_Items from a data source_

# # # #

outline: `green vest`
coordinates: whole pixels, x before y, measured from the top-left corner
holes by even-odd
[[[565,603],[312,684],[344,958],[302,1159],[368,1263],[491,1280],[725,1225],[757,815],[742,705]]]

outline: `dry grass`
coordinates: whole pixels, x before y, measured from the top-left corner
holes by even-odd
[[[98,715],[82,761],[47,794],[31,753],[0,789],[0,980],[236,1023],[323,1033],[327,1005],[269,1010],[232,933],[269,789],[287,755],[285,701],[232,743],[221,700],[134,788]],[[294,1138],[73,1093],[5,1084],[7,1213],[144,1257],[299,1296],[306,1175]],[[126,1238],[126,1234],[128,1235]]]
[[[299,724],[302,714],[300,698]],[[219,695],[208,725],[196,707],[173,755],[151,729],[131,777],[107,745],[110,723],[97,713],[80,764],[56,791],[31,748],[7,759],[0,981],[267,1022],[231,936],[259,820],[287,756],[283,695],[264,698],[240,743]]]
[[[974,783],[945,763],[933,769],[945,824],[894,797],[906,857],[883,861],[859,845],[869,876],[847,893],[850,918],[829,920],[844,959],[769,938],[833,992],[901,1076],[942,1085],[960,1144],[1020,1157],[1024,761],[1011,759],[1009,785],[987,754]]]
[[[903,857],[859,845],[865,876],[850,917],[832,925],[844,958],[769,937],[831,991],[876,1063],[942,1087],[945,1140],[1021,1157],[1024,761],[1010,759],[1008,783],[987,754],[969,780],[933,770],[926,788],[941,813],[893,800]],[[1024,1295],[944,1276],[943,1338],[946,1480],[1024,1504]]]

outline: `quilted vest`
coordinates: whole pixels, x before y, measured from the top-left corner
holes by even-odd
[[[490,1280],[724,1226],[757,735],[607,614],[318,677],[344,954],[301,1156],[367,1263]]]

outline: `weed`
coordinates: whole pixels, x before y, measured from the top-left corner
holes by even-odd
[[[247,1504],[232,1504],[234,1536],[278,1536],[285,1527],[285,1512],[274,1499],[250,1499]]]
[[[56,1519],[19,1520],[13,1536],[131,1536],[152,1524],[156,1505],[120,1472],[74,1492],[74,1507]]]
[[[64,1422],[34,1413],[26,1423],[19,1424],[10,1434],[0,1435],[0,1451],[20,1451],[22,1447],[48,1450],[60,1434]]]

# # # #

_AIM OF THE EXERCISE_
For every line above that holds the word "outline", report the whole line.

_OUTPUT OF THE TASK_
outline: `green vest`
outline: `dry grass`
outline: `quilted vest`
outline: `weed`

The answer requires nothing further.